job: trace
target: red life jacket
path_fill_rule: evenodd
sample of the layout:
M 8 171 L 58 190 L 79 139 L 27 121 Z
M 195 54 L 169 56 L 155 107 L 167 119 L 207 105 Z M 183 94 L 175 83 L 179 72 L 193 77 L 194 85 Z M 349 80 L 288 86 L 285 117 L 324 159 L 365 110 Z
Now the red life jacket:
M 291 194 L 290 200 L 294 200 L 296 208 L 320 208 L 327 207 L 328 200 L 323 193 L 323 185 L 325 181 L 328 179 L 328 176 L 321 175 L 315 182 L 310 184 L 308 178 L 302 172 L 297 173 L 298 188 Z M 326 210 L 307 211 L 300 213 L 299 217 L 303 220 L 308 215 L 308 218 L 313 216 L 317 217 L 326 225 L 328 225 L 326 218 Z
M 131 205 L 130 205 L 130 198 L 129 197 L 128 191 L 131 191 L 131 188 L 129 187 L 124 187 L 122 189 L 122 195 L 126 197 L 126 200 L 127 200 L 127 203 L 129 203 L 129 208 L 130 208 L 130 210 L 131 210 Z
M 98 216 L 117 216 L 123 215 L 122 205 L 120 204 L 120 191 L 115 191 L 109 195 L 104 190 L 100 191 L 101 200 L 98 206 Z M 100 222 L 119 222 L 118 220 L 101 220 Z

:::::

## What to produce:
List every line of the data above that contains the word "life", matching case exactly.

## Exercise solution:
target: red life jacket
Now the red life jacket:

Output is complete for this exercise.